## Page
=Paper= {{Paper |id=Vol-1173/CLEF2007wn-CLSR-AlzghoolEt2007 |storemode=property |title=Model Fusion Experiments for the Cross Language Speech Retrieval Task at CLEF 2007 |pdfUrl=https://ceur-ws.org/Vol-1173/CLEF2007wn-CLSR-AlzghoolEt2007.pdf |volume=Vol-1173 |dblpUrl=https://dblp.org/rec/conf/clef/AlzghoolI07a }} ==Model Fusion Experiments for the Cross Language Speech Retrieval Task at CLEF 2007== https://ceur-ws.org/Vol-1173/CLEF2007wn-CLSR-AlzghoolEt2007.pdf

Model Fusion Experiments for the Cross Language Speech Retrieval
Task at CLEF 2007

Muath Alzghool and Diana Inkpen

School of Information Technology and Engineering
University of Ottawa
{alzghool, diana}@site.uottawa.ca

Abstract This paper presents the participation of the University of Ottawa group in the Cross-Language
Speech Retrieval (CL-SR) task at CLEF 2007. We present the results of the submitted runs for the English
collection. We have used two Information Retrieval systems in our experiments: SMART and Terrier, with
two query expansion techniques: one based on a thesaurus and the second one based on blind relevant
feedback. We proposed two novel data fusion methods for merging the results of several models (retrieval
schemes available in SMART and Terrier). Our experiments showed that the combination of query expansion
methods and data fusion methods helps to improve the retrieval performance. We also present cross-language
experiments, where the queries are automatically translated by combining the results of several online
machine translation tools. Experiments on indexing the manual summaries and keywords gave the best
retrieval results.

## Supplied records
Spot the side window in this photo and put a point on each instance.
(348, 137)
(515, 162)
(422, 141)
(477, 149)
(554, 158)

## Aim
Reproduce the full CLEF 2007 speech retrieval paper text above, word for word.

## Answer below
=Paper= {{Paper |id=Vol-1173/CLEF2007wn-CLSR-AlzghoolEt2007 |storemode=property |title=Model Fusion Experiments for the Cross Language Speech Retrieval Task at CLEF 2007 |pdfUrl=https://ceur-ws.org/Vol-1173/CLEF2007wn-CLSR-AlzghoolEt2007.pdf |volume=Vol-1173 |dblpUrl=https://dblp.org/rec/conf/clef/AlzghoolI07a }} ==Model Fusion Experiments for the Cross Language Speech Retrieval Task at CLEF 2007== https://ceur-ws.org/Vol-1173/CLEF2007wn-CLSR-AlzghoolEt2007.pdf

Model Fusion Experiments for the Cross Language Speech Retrieval
Task at CLEF 2007

Muath Alzghool and Diana Inkpen

School of Information Technology and Engineering
University of Ottawa
{alzghool, diana}@site.uottawa.ca

Abstract This paper presents the participation of the University of Ottawa group in the Cross-Language
Speech Retrieval (CL-SR) task at CLEF 2007. We present the results of the submitted runs for the English
collection. We have used two Information Retrieval systems in our experiments: SMART and Terrier, with
two query expansion techniques: one based on a thesaurus and the second one based on blind relevant
feedback. We proposed two novel data fusion methods for merging the results of several models (retrieval
schemes available in SMART and Terrier). Our experiments showed that the combination of query expansion
methods and data fusion methods helps to improve the retrieval performance. We also present cross-language
experiments, where the queries are automatically translated by combining the results of several online
machine translation tools. Experiments on indexing the manual summaries and keywords gave the best
retrieval results.